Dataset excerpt

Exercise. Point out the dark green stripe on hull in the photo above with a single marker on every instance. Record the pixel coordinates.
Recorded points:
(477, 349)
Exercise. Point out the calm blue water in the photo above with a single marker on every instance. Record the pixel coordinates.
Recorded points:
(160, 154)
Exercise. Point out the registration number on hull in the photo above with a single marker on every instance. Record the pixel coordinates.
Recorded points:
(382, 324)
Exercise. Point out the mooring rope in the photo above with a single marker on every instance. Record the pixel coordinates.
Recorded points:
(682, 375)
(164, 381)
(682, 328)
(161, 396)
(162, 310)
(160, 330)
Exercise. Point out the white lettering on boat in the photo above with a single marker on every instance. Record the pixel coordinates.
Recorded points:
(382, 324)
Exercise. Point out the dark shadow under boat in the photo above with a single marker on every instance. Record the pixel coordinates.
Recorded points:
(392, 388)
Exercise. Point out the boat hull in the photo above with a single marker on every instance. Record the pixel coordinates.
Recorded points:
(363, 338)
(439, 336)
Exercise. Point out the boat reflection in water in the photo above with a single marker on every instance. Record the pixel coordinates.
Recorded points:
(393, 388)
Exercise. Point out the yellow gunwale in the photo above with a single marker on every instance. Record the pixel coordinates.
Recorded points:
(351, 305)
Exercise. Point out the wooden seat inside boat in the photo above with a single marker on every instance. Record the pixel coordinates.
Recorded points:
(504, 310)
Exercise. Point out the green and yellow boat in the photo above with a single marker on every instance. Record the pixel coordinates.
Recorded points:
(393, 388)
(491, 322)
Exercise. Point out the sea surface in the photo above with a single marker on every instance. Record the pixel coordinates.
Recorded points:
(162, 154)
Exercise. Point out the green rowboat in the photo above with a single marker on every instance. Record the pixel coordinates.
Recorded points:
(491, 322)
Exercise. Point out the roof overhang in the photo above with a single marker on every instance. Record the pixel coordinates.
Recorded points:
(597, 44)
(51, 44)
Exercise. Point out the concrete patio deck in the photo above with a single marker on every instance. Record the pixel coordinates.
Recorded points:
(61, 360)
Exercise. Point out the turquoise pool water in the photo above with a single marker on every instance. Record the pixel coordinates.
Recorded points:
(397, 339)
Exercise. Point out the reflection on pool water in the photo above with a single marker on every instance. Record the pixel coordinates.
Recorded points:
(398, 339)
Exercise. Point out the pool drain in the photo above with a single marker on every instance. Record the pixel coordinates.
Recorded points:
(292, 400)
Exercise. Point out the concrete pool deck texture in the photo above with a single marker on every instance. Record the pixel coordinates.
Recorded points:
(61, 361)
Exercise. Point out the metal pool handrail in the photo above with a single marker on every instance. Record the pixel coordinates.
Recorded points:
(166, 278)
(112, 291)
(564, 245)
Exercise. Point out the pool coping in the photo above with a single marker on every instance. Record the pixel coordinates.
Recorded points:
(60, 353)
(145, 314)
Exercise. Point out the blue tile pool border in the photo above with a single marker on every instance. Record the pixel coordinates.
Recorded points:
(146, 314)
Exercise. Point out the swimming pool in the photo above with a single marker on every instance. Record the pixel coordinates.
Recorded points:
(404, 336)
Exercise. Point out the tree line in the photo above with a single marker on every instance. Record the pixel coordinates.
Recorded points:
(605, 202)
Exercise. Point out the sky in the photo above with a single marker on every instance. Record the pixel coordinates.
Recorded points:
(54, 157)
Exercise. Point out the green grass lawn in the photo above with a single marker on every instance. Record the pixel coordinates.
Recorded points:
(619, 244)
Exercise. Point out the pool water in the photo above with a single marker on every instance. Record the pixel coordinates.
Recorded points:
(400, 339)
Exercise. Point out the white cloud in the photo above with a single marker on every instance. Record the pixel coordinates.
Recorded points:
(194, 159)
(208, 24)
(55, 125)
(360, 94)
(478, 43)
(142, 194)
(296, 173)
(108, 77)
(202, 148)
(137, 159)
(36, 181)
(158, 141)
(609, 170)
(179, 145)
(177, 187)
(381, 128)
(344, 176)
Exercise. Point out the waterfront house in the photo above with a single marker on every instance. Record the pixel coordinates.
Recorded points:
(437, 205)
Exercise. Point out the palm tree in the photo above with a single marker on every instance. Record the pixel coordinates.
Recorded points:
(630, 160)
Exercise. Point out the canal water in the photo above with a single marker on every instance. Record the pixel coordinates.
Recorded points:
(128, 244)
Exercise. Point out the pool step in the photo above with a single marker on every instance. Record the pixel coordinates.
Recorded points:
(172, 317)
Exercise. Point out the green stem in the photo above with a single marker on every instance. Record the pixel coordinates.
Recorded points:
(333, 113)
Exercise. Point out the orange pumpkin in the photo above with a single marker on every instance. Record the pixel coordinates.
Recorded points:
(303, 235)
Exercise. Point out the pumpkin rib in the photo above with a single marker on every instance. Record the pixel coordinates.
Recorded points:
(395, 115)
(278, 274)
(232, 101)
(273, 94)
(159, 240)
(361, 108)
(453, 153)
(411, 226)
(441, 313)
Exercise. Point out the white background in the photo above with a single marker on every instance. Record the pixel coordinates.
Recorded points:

* [THE EXERCISE] Format every line of the material above as a JSON list of strings, one string per line. Leave out blank lines.

* [EXPECTED OUTPUT]
[
  "Exercise. Point out the dark green stripe on hull in the photo above with a single marker on every instance. Record the pixel coordinates.",
  "Recorded points:",
  "(477, 349)",
  "Exercise. Point out the calm blue water in the photo above with a single marker on every instance. Record the pixel coordinates.",
  "Recorded points:",
  "(160, 154)",
  "Exercise. Point out the registration number on hull in the photo above with a single marker on every instance. Record the pixel coordinates.",
  "Recorded points:",
  "(382, 324)",
  "Exercise. Point out the mooring rope in the photo above with a single marker on every instance. Record the pixel coordinates.",
  "Recorded points:",
  "(682, 375)",
  "(164, 381)",
  "(682, 328)",
  "(161, 396)",
  "(162, 310)",
  "(160, 330)",
  "Exercise. Point out the white lettering on boat in the photo above with a single marker on every instance. Record the pixel coordinates.",
  "Recorded points:",
  "(382, 324)",
  "Exercise. Point out the dark shadow under boat in the photo above with a single marker on every instance. Record the pixel coordinates.",
  "Recorded points:",
  "(392, 388)",
  "Exercise. Point out the boat hull in the photo above with a single marker on every instance. Record the pixel coordinates.",
  "Recorded points:",
  "(363, 338)",
  "(439, 336)",
  "Exercise. Point out the boat reflection in water in the photo above with a single marker on every instance. Record the pixel coordinates.",
  "Recorded points:",
  "(393, 388)",
  "Exercise. Point out the yellow gunwale in the photo above with a single marker on every instance. Record the pixel coordinates.",
  "Recorded points:",
  "(351, 305)",
  "Exercise. Point out the wooden seat inside boat in the photo above with a single marker on every instance. Record the pixel coordinates.",
  "Recorded points:",
  "(504, 310)",
  "Exercise. Point out the green and yellow boat in the photo above with a single marker on every instance. Record the pixel coordinates.",
  "Recorded points:",
  "(393, 388)",
  "(491, 322)",
  "Exercise. Point out the sea surface in the photo above with a single marker on every instance. Record the pixel coordinates.",
  "Recorded points:",
  "(162, 154)",
  "Exercise. Point out the green rowboat in the photo above with a single marker on every instance. Record the pixel coordinates.",
  "Recorded points:",
  "(491, 322)",
  "Exercise. Point out the roof overhang in the photo above with a single marker on every instance. Record the pixel coordinates.",
  "Recorded points:",
  "(597, 44)",
  "(51, 44)",
  "Exercise. Point out the concrete patio deck in the photo above with a single marker on every instance. Record the pixel coordinates.",
  "Recorded points:",
  "(61, 360)",
  "Exercise. Point out the turquoise pool water in the photo above with a single marker on every instance. Record the pixel coordinates.",
  "Recorded points:",
  "(397, 339)",
  "Exercise. Point out the reflection on pool water in the photo above with a single marker on every instance. Record the pixel coordinates.",
  "Recorded points:",
  "(398, 339)",
  "Exercise. Point out the pool drain in the photo above with a single marker on every instance. Record the pixel coordinates.",
  "Recorded points:",
  "(292, 400)",
  "Exercise. Point out the concrete pool deck texture in the photo above with a single marker on every instance. Record the pixel coordinates.",
  "Recorded points:",
  "(61, 361)",
  "Exercise. Point out the metal pool handrail in the photo above with a single marker on every instance. Record the pixel coordinates.",
  "Recorded points:",
  "(166, 278)",
  "(112, 291)",
  "(564, 245)",
  "Exercise. Point out the pool coping in the photo above with a single marker on every instance. Record the pixel coordinates.",
  "Recorded points:",
  "(60, 353)",
  "(145, 314)",
  "Exercise. Point out the blue tile pool border in the photo above with a single marker on every instance. Record the pixel coordinates.",
  "Recorded points:",
  "(146, 314)",
  "Exercise. Point out the swimming pool in the photo above with a single marker on every instance. Record the pixel coordinates.",
  "Recorded points:",
  "(404, 336)",
  "Exercise. Point out the tree line in the photo above with a single marker on every instance. Record the pixel coordinates.",
  "Recorded points:",
  "(605, 202)",
  "Exercise. Point out the sky in the photo above with a single marker on every instance. Record the pixel coordinates.",
  "Recorded points:",
  "(54, 157)",
  "Exercise. Point out the green grass lawn in the photo above with a single marker on every instance. Record the pixel coordinates.",
  "Recorded points:",
  "(619, 244)",
  "Exercise. Point out the pool water in the photo above with a single marker on every instance. Record the pixel coordinates.",
  "Recorded points:",
  "(400, 339)",
  "Exercise. Point out the white cloud in the photo above with a single marker on every instance. Record the pixel coordinates.",
  "Recorded points:",
  "(194, 159)",
  "(208, 24)",
  "(55, 125)",
  "(360, 94)",
  "(478, 43)",
  "(142, 194)",
  "(296, 173)",
  "(108, 77)",
  "(202, 148)",
  "(137, 159)",
  "(36, 181)",
  "(158, 141)",
  "(609, 170)",
  "(179, 145)",
  "(177, 187)",
  "(381, 128)",
  "(344, 176)",
  "Exercise. Point out the waterfront house in the photo above with a single marker on every instance. Record the pixel coordinates.",
  "Recorded points:",
  "(437, 205)",
  "Exercise. Point out the palm tree in the photo above with a single marker on every instance. Record the pixel coordinates.",
  "Recorded points:",
  "(630, 160)",
  "Exercise. Point out the canal water in the photo above with a single marker on every instance. Record the pixel coordinates.",
  "Recorded points:",
  "(128, 244)",
  "Exercise. Point out the pool step in the photo above with a single marker on every instance. Record the pixel coordinates.",
  "Recorded points:",
  "(172, 317)",
  "Exercise. Point out the green stem in the photo above with a single marker on every instance. Record the pixel coordinates.",
  "Recorded points:",
  "(333, 113)",
  "Exercise. Point out the orange pumpkin in the photo above with a single marker on every instance. Record the pixel coordinates.",
  "Recorded points:",
  "(303, 235)",
  "Exercise. Point out the pumpkin rib in the photo above with a single marker on every instance. Record the pixel coordinates.",
  "Recorded points:",
  "(395, 115)",
  "(278, 274)",
  "(232, 101)",
  "(273, 94)",
  "(159, 240)",
  "(361, 108)",
  "(453, 153)",
  "(411, 226)",
  "(441, 313)",
  "Exercise. Point out the white background in the photo above with a single marker on every instance. Record the pixel coordinates.",
  "Recorded points:"
]